● Supplied text:
-- Opening Marker --
ST AUGUSTINE, FL. Back in April 2026, state inspectors walked into Grouper Shack at 220 Nix Boat Yard Road and found food contaminated by chemical, physical, or biological hazards, a violation that inspectors classify as an adulteration hazard, one of the most direct threats to a customer's safety on the books.
That was one of ten high-severity violations documented during the April 14 inspection. The restaurant was not closed.
What Inspectors Found
The contaminated food citation sat alongside a finding that food contact surfaces were not properly cleaned or sanitized, meaning whatever contamination existed on prep surfaces had a direct path onto the food itself.
Inspectors also documented inadequate handwashing facilities and improper hand and arm washing technique as separate high-severity violations. The facility did not have adequate infrastructure for proper hygiene, and employees were not using correct technique even when they attempted to wash their hands.
No person in charge was present or performing duties at the time of the inspection.
The Shellfish Problem
For a restaurant that puts grouper and presumably other seafood at the center of its menu, the shellfish traceability violation carries particular weight. Inspectors cited inadequate shell stock identification and records, meaning the facility could not demonstrate where its shellfish came from.
-- Closing Marker --
● Natural-language object grounding data:
-- Opening Marker --
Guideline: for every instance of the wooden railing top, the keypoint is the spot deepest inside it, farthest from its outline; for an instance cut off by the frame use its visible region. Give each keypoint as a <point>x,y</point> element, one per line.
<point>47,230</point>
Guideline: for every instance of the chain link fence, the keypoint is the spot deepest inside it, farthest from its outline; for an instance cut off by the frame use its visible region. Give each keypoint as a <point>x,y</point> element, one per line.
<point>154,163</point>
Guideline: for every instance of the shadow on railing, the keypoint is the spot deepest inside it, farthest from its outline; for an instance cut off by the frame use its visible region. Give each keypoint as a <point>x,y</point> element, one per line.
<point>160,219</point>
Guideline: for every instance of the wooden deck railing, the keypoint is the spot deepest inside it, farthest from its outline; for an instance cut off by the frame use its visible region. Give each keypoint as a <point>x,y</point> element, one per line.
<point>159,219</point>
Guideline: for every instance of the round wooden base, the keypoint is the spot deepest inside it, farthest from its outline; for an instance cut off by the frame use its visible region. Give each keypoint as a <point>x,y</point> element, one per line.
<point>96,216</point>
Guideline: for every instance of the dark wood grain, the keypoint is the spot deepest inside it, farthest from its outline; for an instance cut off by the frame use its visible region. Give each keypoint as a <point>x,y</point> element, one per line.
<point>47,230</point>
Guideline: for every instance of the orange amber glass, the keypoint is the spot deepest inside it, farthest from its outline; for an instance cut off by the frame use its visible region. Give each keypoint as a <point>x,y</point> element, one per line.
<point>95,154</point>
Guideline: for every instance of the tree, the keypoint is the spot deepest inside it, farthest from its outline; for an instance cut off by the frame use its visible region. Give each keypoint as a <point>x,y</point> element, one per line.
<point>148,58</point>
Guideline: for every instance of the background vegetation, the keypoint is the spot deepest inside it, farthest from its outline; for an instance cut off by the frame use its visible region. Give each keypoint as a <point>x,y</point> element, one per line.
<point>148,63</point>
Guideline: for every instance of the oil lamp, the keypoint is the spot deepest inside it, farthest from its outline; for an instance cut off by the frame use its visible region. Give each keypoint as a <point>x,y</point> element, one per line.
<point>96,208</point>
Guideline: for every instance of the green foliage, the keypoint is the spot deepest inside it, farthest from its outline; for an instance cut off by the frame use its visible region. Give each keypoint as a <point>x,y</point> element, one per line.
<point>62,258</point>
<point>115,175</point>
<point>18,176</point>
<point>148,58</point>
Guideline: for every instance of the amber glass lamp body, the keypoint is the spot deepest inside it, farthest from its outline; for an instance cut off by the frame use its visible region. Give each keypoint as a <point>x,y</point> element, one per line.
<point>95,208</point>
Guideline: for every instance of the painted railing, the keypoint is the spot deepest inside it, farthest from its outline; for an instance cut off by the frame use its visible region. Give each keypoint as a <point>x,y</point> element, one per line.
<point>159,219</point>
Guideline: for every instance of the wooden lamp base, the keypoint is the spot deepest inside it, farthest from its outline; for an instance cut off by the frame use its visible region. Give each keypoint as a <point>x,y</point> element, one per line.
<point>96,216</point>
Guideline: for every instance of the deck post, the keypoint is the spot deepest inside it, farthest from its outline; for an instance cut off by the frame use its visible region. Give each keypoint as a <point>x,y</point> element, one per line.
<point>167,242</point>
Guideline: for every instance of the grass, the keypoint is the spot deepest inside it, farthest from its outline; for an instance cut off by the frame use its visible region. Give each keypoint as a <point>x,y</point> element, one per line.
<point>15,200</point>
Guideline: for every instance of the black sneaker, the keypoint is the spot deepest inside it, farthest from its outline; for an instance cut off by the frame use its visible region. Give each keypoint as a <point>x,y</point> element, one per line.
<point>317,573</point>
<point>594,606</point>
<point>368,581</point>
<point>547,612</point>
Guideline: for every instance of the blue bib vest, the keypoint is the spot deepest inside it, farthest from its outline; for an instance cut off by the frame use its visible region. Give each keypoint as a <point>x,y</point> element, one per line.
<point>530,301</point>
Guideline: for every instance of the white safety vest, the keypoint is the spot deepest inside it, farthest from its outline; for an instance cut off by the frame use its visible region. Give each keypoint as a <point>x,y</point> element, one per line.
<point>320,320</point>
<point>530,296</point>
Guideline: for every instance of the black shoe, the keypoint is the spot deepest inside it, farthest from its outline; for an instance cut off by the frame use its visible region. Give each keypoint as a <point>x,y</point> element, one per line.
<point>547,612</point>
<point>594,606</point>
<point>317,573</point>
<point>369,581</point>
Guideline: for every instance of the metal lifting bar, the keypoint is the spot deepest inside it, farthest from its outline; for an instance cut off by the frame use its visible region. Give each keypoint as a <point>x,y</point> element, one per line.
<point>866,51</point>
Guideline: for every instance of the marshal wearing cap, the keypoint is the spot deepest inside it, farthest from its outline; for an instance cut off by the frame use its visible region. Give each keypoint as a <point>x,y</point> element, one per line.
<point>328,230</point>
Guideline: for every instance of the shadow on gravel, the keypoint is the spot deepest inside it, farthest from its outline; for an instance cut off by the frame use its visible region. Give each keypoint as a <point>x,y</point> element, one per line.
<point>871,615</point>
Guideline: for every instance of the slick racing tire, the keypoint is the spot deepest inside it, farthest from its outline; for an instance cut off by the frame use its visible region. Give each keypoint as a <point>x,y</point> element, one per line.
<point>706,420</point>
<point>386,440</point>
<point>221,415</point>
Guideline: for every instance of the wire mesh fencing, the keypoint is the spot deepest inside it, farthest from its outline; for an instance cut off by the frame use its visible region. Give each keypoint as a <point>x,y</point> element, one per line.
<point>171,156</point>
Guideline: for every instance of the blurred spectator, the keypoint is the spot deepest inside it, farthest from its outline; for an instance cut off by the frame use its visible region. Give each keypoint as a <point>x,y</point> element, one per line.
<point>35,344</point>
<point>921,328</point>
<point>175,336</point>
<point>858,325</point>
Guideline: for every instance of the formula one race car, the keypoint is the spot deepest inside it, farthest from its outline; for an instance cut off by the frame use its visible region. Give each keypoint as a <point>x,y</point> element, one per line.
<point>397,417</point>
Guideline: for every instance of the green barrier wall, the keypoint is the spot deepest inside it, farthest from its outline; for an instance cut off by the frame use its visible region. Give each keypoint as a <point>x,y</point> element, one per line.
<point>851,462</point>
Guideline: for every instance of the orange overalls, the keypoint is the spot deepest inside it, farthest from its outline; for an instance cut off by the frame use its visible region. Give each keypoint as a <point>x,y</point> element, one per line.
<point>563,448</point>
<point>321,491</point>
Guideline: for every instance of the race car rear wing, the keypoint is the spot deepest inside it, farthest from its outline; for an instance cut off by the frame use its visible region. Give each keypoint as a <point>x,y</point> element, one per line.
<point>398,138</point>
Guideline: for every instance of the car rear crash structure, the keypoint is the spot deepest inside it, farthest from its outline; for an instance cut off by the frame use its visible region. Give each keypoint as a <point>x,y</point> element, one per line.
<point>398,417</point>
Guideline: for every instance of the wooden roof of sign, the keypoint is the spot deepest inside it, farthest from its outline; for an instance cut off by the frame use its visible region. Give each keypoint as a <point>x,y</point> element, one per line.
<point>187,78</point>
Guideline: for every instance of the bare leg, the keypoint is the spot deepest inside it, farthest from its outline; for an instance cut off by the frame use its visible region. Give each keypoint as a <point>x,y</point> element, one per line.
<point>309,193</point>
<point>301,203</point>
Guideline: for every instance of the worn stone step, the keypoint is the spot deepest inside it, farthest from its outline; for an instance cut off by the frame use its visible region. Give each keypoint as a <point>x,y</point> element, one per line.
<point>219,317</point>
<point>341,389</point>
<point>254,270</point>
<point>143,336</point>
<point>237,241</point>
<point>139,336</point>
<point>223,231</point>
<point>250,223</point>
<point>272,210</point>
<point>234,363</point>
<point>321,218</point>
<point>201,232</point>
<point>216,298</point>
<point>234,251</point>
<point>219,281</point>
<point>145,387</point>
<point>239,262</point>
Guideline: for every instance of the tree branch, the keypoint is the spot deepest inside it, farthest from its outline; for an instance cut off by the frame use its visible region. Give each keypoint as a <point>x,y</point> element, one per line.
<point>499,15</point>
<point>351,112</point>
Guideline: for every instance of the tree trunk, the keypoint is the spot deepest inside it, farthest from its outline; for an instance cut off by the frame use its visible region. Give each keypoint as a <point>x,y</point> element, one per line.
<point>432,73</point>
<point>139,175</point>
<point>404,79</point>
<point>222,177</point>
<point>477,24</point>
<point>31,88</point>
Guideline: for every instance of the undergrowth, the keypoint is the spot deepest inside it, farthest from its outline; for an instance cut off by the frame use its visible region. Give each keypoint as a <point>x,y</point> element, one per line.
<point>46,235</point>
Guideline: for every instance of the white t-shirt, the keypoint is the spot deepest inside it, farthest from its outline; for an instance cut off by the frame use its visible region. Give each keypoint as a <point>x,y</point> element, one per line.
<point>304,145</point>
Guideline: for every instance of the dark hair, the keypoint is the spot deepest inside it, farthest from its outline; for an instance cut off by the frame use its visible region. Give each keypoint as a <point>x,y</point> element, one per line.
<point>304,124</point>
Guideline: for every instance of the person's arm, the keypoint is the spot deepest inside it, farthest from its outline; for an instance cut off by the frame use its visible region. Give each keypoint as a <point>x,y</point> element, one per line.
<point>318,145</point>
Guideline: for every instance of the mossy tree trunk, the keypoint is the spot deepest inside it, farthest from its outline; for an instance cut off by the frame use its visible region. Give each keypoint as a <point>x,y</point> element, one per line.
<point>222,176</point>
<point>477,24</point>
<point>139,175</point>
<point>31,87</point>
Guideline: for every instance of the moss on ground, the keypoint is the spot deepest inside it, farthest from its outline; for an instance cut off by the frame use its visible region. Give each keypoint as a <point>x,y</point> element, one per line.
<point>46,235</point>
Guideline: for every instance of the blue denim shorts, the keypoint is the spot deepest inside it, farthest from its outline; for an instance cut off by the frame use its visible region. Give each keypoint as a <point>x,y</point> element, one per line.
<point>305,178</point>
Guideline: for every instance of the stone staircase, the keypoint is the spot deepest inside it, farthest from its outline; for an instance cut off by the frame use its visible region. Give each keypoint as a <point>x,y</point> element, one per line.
-- Closing Marker --
● Problem set:
(a) List every finding the inspectors documented at Grouper Shack, as given in the restaurant inspection article.
(b) Write out the part of the restaurant inspection article starting at "What Inspectors Found" and ending at "wash their hands.".
(c) Pick up the restaurant inspection article after its last sentence and keep writing it.

● Answers given:
(a)
- Food contaminated by chemical, physical, or biological hazards (an adulteration hazard)
- Food contact surfaces not properly cleaned or sanitized
- Inadequate handwashing facilities
- Improper hand and arm washing technique
- No person in charge present or performing duties at the time of the inspection
- Inadequate shell stock identification and records

(b)
What Inspectors Found
The contaminated food citation sat alongside a finding that food contact surfaces were not properly cleaned or sanitized, meaning whatever contamination existed on prep surfaces had a direct path onto the food itself.
Inspectors also documented inadequate handwashing facilities and improper hand and arm washing technique as separate high-severity violations. The facility did not have adequate infrastructure for proper hygiene, and employees were not using correct technique even when they attempted to wash their hands.

(c)
Shellfish, including oysters, clams, and mussels, are among the highest-risk foods served in Florida restaurants, often eaten raw or lightly cooked. Without proper sourcing records, there is no way to trace an illness back to a specific harvest area or supplier if a customer gets sick.
The restaurant also had no consumer advisory posted for raw or undercooked foods, meaning customers had no written notice that eating those items carries health risks.
What These Violations Mean
The combination of no employee health policy, no employee illness reporting, and a person in charge who was absent or not performing duties describes a kitchen operating without the basic management controls that prevent outbreaks. CDC research shows establishments without active managerial control accumulate critical violations at three times the rate of those with it. On April 14, all three of those controls were absent at the same time.
The illness reporting violation is particularly acute. Food workers who do not report symptoms are the leading cause of multi-victim outbreaks. Norovirus, which causes roughly 20 million illnesses in the United States each year, spreads easily from a single infected food handler to dozens of customers. Without a written health policy, there is no framework requiring workers to stay home or report symptoms in the first place.
The allergen awareness violation adds another layer of risk. Food allergies affect 32 million Americans, and allergic reactions send 30,000 people to emergency rooms each year. At a seafood restaurant, where shellfish allergens are among the most severe triggers, a staff that cannot demonstrate allergen awareness is a direct hazard to customers who depend on that knowledge.
The equipment in poor repair citation rounds out the picture. Cracks and corroded surfaces in food-contact equipment harbor bacteria that standard cleaning cannot reach, compounding the contamination risk already documented in the food adulteration finding.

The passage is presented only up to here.